"""

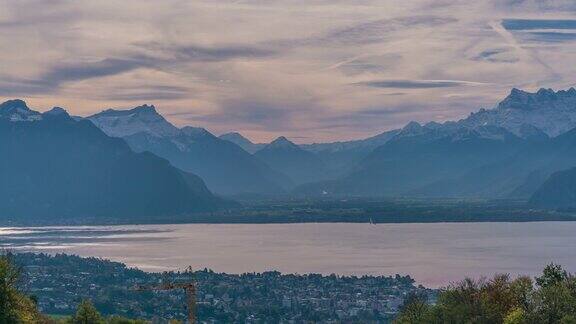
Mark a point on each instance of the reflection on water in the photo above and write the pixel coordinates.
(434, 254)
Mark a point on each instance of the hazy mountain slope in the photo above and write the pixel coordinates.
(339, 157)
(53, 165)
(420, 156)
(558, 191)
(501, 152)
(300, 165)
(226, 168)
(242, 141)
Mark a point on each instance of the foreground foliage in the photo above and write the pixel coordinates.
(17, 308)
(551, 298)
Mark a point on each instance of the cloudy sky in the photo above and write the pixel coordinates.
(312, 70)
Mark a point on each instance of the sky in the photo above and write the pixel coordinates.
(311, 70)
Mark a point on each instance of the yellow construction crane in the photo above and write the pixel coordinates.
(188, 287)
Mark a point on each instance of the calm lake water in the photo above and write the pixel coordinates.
(433, 254)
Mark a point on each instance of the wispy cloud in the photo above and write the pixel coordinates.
(317, 69)
(416, 84)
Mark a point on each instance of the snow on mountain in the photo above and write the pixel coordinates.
(17, 111)
(282, 143)
(242, 141)
(142, 119)
(196, 132)
(551, 112)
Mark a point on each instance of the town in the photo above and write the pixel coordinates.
(58, 283)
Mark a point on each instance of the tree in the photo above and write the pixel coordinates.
(87, 314)
(15, 307)
(552, 275)
(415, 310)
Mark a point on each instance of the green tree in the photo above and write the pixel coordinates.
(15, 307)
(87, 314)
(516, 316)
(414, 310)
(553, 274)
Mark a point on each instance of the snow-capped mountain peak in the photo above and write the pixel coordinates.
(553, 112)
(142, 119)
(281, 142)
(17, 111)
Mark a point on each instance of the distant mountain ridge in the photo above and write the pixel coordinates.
(299, 165)
(226, 168)
(503, 152)
(55, 166)
(242, 141)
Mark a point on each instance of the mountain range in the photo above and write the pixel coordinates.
(226, 168)
(524, 147)
(55, 166)
(505, 152)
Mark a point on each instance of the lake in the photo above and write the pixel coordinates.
(433, 254)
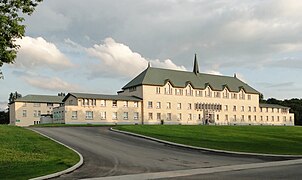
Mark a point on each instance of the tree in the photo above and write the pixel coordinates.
(11, 27)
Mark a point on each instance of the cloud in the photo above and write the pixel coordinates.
(3, 105)
(38, 53)
(51, 84)
(118, 59)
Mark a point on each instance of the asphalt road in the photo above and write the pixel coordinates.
(109, 153)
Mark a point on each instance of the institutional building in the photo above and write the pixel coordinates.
(163, 96)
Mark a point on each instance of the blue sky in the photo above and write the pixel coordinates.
(97, 46)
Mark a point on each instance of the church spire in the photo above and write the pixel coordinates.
(196, 67)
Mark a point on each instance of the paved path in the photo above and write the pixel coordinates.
(108, 153)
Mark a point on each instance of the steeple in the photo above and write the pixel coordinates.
(196, 67)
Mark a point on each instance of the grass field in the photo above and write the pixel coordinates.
(25, 154)
(256, 139)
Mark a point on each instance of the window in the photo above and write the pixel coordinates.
(158, 116)
(135, 104)
(226, 117)
(103, 103)
(158, 105)
(150, 105)
(125, 115)
(114, 115)
(169, 116)
(226, 107)
(89, 115)
(179, 116)
(114, 103)
(189, 116)
(24, 113)
(157, 90)
(135, 116)
(37, 104)
(51, 104)
(189, 106)
(150, 116)
(178, 105)
(103, 115)
(168, 105)
(74, 115)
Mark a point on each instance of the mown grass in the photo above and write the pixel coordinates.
(255, 139)
(25, 154)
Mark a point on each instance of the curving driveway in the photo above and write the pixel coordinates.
(108, 153)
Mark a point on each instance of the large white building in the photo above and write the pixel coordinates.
(163, 96)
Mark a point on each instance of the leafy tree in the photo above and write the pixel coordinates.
(11, 27)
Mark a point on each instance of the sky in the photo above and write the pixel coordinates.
(97, 46)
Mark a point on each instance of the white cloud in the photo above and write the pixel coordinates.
(52, 84)
(3, 105)
(117, 58)
(38, 53)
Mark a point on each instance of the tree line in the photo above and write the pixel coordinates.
(294, 104)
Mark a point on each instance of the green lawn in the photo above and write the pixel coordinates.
(256, 139)
(25, 154)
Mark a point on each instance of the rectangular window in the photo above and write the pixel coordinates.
(114, 103)
(135, 116)
(150, 105)
(169, 116)
(178, 105)
(74, 115)
(179, 116)
(103, 115)
(103, 103)
(125, 115)
(189, 106)
(24, 113)
(150, 116)
(114, 115)
(135, 104)
(89, 115)
(157, 90)
(168, 105)
(158, 105)
(37, 104)
(125, 103)
(50, 104)
(190, 117)
(158, 116)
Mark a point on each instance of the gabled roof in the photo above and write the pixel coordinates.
(158, 77)
(102, 96)
(263, 105)
(41, 99)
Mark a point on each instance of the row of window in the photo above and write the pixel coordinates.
(36, 113)
(37, 104)
(215, 107)
(208, 92)
(89, 115)
(103, 103)
(235, 118)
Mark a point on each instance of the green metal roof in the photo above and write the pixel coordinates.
(262, 105)
(159, 77)
(103, 97)
(41, 99)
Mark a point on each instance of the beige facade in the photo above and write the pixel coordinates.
(28, 110)
(99, 109)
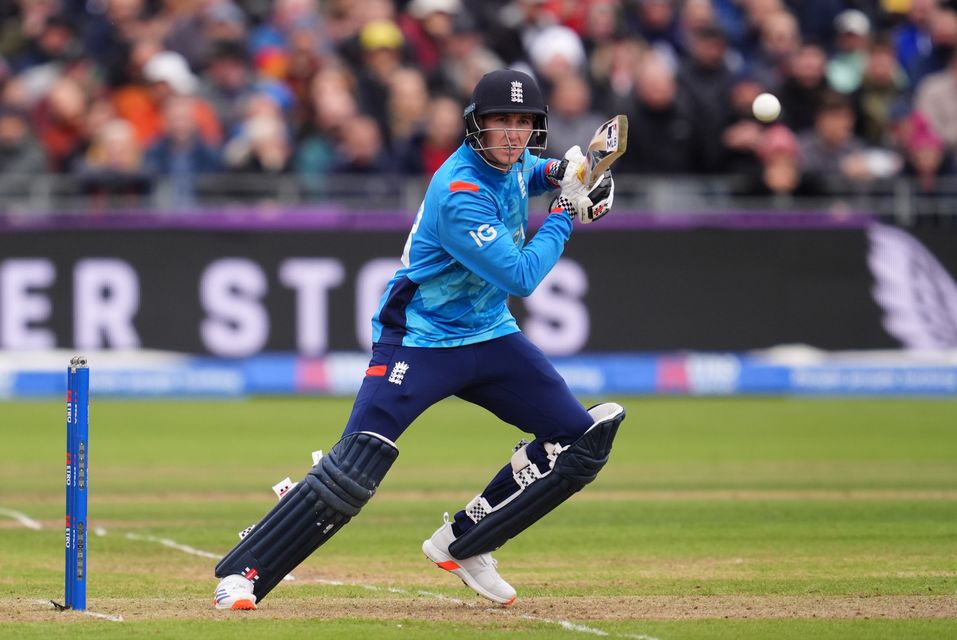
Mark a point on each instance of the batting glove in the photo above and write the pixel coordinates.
(591, 206)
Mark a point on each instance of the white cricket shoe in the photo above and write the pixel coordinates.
(235, 592)
(477, 572)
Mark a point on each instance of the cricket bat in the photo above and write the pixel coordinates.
(607, 145)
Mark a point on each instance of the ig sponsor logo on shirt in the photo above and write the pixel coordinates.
(484, 234)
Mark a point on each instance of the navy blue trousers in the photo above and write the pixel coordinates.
(509, 376)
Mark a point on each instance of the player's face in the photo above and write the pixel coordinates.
(506, 136)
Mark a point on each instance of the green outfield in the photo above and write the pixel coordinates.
(715, 518)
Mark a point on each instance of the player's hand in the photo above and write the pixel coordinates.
(591, 206)
(573, 168)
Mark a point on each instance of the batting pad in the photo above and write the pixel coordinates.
(330, 495)
(575, 466)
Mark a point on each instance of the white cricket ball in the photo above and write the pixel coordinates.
(766, 107)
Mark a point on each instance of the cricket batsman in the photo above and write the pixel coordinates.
(443, 329)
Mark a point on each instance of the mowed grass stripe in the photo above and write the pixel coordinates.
(749, 500)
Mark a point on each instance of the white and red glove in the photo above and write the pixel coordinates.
(575, 198)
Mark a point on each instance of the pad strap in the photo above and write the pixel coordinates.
(310, 513)
(573, 468)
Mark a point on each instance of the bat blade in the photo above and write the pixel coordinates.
(607, 145)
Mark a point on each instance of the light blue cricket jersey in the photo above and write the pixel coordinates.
(466, 254)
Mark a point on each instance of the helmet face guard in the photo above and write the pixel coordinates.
(537, 140)
(506, 91)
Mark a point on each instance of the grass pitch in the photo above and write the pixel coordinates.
(715, 518)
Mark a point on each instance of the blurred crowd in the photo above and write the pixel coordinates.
(120, 92)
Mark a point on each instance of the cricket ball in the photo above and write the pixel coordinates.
(766, 107)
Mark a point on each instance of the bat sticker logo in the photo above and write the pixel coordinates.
(611, 137)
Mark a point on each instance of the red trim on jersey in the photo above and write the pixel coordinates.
(462, 185)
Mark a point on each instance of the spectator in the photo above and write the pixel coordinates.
(556, 52)
(465, 59)
(381, 43)
(937, 99)
(443, 135)
(425, 151)
(571, 120)
(912, 40)
(804, 86)
(361, 150)
(166, 74)
(112, 169)
(226, 82)
(333, 107)
(943, 37)
(926, 159)
(21, 156)
(779, 176)
(882, 85)
(60, 124)
(264, 147)
(21, 24)
(307, 53)
(845, 69)
(830, 149)
(780, 40)
(661, 124)
(109, 37)
(408, 100)
(705, 79)
(223, 21)
(741, 138)
(55, 42)
(613, 72)
(179, 28)
(286, 14)
(656, 22)
(181, 154)
(427, 24)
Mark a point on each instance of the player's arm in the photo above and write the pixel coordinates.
(473, 235)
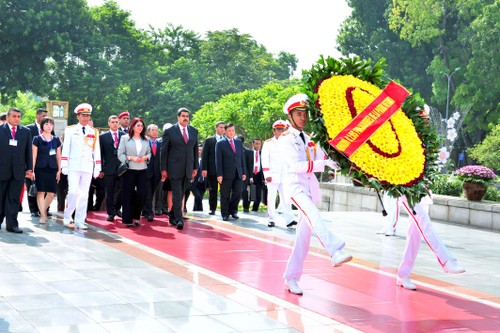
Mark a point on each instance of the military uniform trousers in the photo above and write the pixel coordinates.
(78, 194)
(309, 221)
(420, 227)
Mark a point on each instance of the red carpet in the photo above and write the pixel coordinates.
(359, 298)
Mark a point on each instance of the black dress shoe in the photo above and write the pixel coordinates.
(15, 230)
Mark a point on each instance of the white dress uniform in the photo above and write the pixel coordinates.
(80, 160)
(272, 166)
(301, 188)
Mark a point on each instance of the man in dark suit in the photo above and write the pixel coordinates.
(153, 171)
(256, 176)
(15, 165)
(35, 130)
(208, 165)
(231, 171)
(179, 161)
(245, 198)
(109, 155)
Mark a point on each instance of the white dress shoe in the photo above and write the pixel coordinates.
(82, 226)
(405, 282)
(340, 258)
(452, 267)
(293, 287)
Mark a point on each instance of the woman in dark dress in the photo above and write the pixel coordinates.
(47, 166)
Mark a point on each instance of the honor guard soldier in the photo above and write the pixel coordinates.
(272, 166)
(301, 158)
(80, 160)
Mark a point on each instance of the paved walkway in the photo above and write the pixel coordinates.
(53, 279)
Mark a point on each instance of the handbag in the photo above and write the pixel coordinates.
(32, 191)
(122, 168)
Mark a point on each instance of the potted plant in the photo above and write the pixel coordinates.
(476, 179)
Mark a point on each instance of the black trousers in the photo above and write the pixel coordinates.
(133, 194)
(113, 194)
(152, 187)
(230, 194)
(179, 187)
(10, 191)
(213, 188)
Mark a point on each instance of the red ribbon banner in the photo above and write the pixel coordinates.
(362, 127)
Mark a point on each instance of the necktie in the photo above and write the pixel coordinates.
(232, 145)
(153, 147)
(256, 167)
(302, 137)
(116, 139)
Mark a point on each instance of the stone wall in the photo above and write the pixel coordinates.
(343, 196)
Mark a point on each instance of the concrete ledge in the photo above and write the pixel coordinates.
(346, 197)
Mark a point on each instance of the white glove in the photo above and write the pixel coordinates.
(332, 164)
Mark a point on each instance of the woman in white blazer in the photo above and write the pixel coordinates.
(135, 150)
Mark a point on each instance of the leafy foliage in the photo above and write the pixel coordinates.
(373, 73)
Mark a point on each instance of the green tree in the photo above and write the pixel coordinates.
(252, 111)
(31, 33)
(465, 34)
(366, 33)
(486, 152)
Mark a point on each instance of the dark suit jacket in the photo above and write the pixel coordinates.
(208, 155)
(16, 160)
(228, 163)
(178, 158)
(154, 166)
(109, 152)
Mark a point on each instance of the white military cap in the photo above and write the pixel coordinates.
(296, 102)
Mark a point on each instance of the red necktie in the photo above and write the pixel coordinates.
(232, 145)
(153, 147)
(116, 139)
(256, 167)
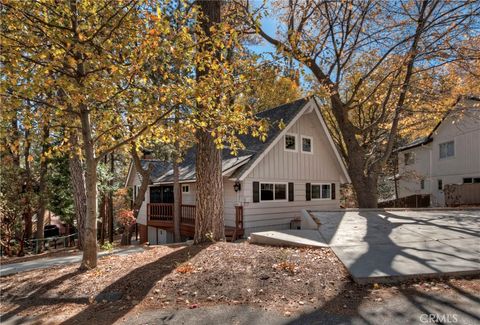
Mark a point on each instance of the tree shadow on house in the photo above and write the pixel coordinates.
(381, 255)
(135, 285)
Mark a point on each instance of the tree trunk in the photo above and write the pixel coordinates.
(89, 260)
(103, 217)
(209, 219)
(145, 173)
(43, 185)
(78, 185)
(27, 214)
(177, 191)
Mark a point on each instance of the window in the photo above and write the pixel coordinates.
(273, 192)
(306, 144)
(290, 142)
(409, 158)
(321, 191)
(447, 149)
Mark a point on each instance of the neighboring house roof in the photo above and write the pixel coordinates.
(237, 166)
(424, 140)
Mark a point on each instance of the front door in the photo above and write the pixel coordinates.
(161, 194)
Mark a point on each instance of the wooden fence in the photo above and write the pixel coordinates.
(462, 194)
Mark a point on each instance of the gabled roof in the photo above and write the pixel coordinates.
(425, 140)
(238, 166)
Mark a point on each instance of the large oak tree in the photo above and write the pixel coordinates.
(368, 57)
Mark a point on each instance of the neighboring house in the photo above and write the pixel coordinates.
(265, 186)
(450, 154)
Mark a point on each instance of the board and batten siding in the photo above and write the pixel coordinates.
(297, 167)
(464, 130)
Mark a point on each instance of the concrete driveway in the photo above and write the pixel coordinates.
(392, 245)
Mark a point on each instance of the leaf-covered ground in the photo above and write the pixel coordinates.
(283, 279)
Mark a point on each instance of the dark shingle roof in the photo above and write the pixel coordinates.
(458, 106)
(254, 147)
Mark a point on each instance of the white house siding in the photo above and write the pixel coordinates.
(464, 130)
(300, 168)
(413, 174)
(230, 200)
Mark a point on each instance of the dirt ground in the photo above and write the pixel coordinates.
(283, 279)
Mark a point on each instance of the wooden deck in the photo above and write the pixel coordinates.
(160, 215)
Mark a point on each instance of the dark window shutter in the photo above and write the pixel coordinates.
(256, 192)
(290, 192)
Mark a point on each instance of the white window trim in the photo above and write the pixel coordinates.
(274, 200)
(320, 199)
(311, 144)
(454, 150)
(296, 142)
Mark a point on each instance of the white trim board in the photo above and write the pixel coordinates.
(310, 105)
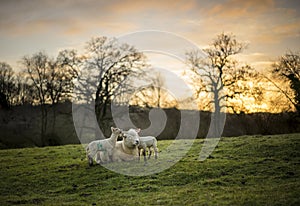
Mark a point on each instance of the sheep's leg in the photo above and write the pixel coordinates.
(90, 160)
(98, 158)
(144, 154)
(155, 151)
(139, 154)
(150, 153)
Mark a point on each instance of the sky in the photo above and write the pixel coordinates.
(269, 27)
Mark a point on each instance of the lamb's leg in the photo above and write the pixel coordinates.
(98, 158)
(155, 151)
(139, 154)
(144, 154)
(150, 152)
(90, 160)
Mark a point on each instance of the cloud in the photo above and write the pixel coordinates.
(240, 8)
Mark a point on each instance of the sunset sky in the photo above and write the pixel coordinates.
(271, 27)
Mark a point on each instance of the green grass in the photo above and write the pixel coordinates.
(247, 170)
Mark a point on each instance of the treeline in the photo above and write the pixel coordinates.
(20, 125)
(104, 72)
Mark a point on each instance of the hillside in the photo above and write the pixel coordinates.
(246, 170)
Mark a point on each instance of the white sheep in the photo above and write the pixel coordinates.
(148, 142)
(127, 149)
(104, 147)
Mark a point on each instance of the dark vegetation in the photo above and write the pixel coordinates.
(20, 126)
(246, 170)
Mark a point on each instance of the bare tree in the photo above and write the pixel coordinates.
(218, 74)
(7, 85)
(111, 66)
(51, 81)
(288, 69)
(154, 94)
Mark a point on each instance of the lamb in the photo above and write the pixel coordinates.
(104, 147)
(127, 149)
(148, 142)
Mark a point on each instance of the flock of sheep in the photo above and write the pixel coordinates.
(111, 150)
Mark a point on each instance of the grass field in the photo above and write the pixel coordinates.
(247, 170)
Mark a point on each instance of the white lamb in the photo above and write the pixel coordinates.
(148, 142)
(104, 147)
(127, 149)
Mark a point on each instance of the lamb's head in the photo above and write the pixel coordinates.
(131, 138)
(116, 131)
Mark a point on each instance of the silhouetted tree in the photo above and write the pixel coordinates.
(219, 75)
(51, 81)
(7, 85)
(154, 95)
(288, 68)
(111, 66)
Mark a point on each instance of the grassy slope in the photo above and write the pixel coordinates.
(250, 170)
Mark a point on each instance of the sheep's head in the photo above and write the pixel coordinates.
(117, 131)
(131, 138)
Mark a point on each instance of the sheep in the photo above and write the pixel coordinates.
(104, 147)
(127, 149)
(148, 142)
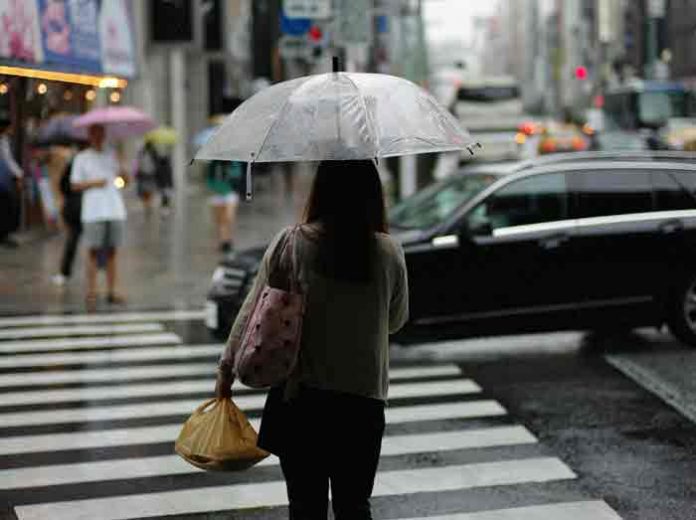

"""

**Task requirements**: Express the records from the line containing "Mark a point on each instance of the flock" through the end of the records, both ends included, as a two-column CSV with the columns instruction and points. Give one row per record, with each value in a single quoted field and line breaks replaced by spaces, and leave the pictures out.

**Solution to this exercise**:
instruction,points
"Mark a point on each instance of the flock of sheep in the photo above and write the pixel coordinates.","(111, 150)"
"Mark a point on each instance of the grass field in the photo above and write the pixel coordinates.","(247, 170)"
"Mark a point on each instance of the white lamb in the photo above and write the pixel coordinates.","(148, 142) (104, 147) (127, 149)"
"Mark a point on each instance of the lamb's head in the photo above and write the pixel coordinates.","(131, 138) (116, 131)"
"Mark a point on each instance of the silhouetted tree in the photo above and write the pixel coordinates.","(219, 75) (51, 81) (7, 85) (154, 95) (288, 68) (111, 66)"
"Mark a point on each instance of the grassy slope in the photo above and write the pixel coordinates.","(250, 170)"
"Mark a point on each instance of the sheep's head in the photo above and write the pixel coordinates.","(117, 131) (131, 138)"
"Mark a point on each instance of the sheep in the photo above and write the pixel coordinates.","(104, 147) (127, 149) (148, 142)"